(STUDY MATERIAL Opens)

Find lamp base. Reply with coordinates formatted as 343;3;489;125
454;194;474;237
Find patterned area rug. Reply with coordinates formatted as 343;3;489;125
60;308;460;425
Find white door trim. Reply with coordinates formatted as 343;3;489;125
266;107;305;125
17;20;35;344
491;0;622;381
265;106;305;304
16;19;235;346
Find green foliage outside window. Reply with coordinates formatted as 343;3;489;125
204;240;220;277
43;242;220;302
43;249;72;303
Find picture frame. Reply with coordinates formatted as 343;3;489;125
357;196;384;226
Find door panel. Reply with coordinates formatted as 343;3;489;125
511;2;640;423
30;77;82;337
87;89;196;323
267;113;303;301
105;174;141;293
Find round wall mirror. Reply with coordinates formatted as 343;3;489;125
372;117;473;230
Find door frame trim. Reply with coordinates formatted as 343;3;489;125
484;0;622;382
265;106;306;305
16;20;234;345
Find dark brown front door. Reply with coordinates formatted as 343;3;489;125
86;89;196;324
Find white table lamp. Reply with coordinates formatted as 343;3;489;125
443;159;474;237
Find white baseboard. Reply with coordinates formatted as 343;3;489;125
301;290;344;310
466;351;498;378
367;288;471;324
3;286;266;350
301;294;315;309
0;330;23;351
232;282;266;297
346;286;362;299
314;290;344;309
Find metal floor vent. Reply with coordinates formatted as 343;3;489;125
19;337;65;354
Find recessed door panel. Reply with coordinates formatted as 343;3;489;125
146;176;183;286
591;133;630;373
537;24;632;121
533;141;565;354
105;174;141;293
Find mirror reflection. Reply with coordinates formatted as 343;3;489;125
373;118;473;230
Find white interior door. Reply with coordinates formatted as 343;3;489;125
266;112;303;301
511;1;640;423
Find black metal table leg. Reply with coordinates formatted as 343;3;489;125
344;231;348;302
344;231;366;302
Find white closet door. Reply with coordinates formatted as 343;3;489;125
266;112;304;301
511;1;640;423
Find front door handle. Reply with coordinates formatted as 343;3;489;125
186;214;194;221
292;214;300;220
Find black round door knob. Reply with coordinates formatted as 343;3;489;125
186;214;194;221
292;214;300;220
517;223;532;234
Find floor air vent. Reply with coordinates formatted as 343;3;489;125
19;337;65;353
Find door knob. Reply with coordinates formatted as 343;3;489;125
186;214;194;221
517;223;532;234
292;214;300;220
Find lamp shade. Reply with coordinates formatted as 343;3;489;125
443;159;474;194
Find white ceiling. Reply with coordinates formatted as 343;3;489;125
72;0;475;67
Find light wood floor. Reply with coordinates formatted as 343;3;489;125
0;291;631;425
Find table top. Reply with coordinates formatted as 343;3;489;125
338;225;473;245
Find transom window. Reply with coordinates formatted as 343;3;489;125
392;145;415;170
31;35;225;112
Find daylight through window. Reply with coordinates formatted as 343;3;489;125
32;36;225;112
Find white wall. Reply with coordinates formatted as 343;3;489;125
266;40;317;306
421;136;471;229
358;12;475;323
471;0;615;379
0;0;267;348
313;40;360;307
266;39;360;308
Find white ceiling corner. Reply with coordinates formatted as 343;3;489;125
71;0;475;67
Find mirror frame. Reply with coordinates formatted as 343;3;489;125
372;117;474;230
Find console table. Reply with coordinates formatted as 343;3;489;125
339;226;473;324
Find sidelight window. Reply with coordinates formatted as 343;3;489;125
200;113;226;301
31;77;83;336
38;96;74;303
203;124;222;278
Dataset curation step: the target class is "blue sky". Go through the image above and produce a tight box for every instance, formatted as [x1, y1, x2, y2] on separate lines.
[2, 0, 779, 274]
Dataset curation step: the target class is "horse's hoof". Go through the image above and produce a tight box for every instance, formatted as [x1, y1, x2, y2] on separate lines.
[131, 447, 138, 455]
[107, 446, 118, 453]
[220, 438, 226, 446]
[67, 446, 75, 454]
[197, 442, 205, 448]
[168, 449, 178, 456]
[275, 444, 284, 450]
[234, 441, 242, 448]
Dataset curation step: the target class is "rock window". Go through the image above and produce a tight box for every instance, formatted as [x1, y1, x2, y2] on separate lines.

(STUDY MATERIAL Closes)

DIRECTIONS: Top to bottom, transcribe every line above exactly.

RESPONSE TO THE TASK:
Find lamp base. Reply with coordinates formatted as 343;3;489;125
454;194;474;237
Find patterned area rug. Reply with coordinates formatted as 343;3;489;125
60;308;460;425
Find white door trim. Reply with coordinates formatted as 343;3;489;125
266;107;305;125
17;20;35;344
491;0;622;381
265;106;305;304
16;19;235;346
Find green foliage outside window. Reply with coordinates formatted as 343;3;489;125
204;240;220;277
43;242;220;302
43;249;72;303
Find picture frame. Reply with coordinates formatted as 343;3;489;125
357;196;384;226
Find door panel. Reply with coordinates formatted as 343;3;489;125
511;2;640;423
30;77;82;337
87;89;196;323
267;113;303;301
105;174;141;293
Find round wall mirror. Reply with coordinates formatted as 343;3;489;125
372;117;473;230
Find door frame trim. Reply with coordinates formatted as 343;3;489;125
484;0;622;382
265;106;306;305
16;20;234;345
Find dark brown front door. Reply with coordinates formatted as 343;3;489;125
86;89;196;324
Find white table lamp. Reply with coordinates formatted as 343;3;489;125
443;159;474;237
Find white baseboard. Reply with coordinates formatted as 343;3;489;125
301;290;344;310
466;351;498;378
367;288;471;324
3;286;266;350
301;294;315;309
0;330;23;351
232;282;266;297
346;286;362;299
314;290;344;309
Find metal floor vent. Reply with coordinates formatted as 343;3;489;125
19;337;65;354
Find recessed door panel. Reply with coordinates formatted as 343;3;489;125
146;176;183;286
591;133;630;373
537;24;632;121
533;141;565;354
105;174;141;293
Find mirror reflection. Reply with coordinates formatted as 343;3;489;125
373;118;473;230
Find white interior door. Reply with coordinates formatted as 343;3;489;125
266;112;303;301
511;1;640;423
Find black metal table leg. Reply with coordinates formatted as 343;3;489;125
344;231;348;302
344;231;366;302
Find white closet door. Reply with coordinates formatted as 343;3;489;125
266;112;304;301
511;1;640;423
Find front door handle. Reply with coordinates formatted as 343;3;489;125
186;214;194;221
292;214;300;220
Find black round door knob. Reply with coordinates formatted as 343;3;489;125
186;214;194;221
292;214;300;220
517;223;532;234
Find floor air vent. Reply with coordinates formatted as 343;3;489;125
19;337;65;353
Find door knob. Reply with coordinates formatted as 343;3;489;125
186;214;194;221
517;223;532;234
292;214;300;220
Find lamp shade. Reply with coordinates formatted as 343;3;489;125
443;159;474;194
Find white ceiling. Reply with coordinates formatted as 343;3;489;125
72;0;475;67
Find light wood floor. Reply with coordinates formatted as 343;3;489;125
0;291;631;425
Find table top. Reply with coordinates formatted as 343;3;489;125
338;225;473;245
Find transom window. Reply with coordinates formatted as 343;3;489;125
392;145;415;170
31;35;225;112
Find daylight through window. Reply with coordinates formatted as 343;3;489;125
32;36;225;112
Find white wall. Reply with coordinates formatted as 343;3;489;125
266;40;317;306
421;136;471;229
358;12;475;323
471;0;615;379
0;0;267;348
313;40;360;307
266;39;360;308
Find white ceiling corner. Reply with coordinates formatted as 343;3;489;125
71;0;475;67
Find mirror frame. Reply with coordinates formatted as 343;3;489;125
372;117;474;230
Find console table. Reply with coordinates formatted as 343;3;489;125
339;226;473;324
Find sidelight window. Reply with coordinates formatted as 343;3;489;125
200;113;226;301
31;77;83;336
38;96;74;303
203;124;222;278
Dataset curation step: the target class is "blue sky". Go through the image above and produce a tight box for every instance, formatted as [x1, y1, x2, y2] on separate lines.
[2, 0, 779, 274]
Dataset curation step: the target class is "horse's hoof". Go through the image above and produce a tight box for every instance, formatted as [x1, y1, x2, y2] on separate lines.
[131, 447, 138, 455]
[107, 446, 118, 453]
[220, 438, 226, 446]
[67, 446, 75, 454]
[197, 442, 205, 448]
[168, 449, 178, 456]
[275, 444, 284, 450]
[234, 441, 242, 448]
Dataset curation step: the target class is "rock window". Go through the image above and produce a tight box for every instance, formatted as [x1, y1, x2, y2] on separate lines.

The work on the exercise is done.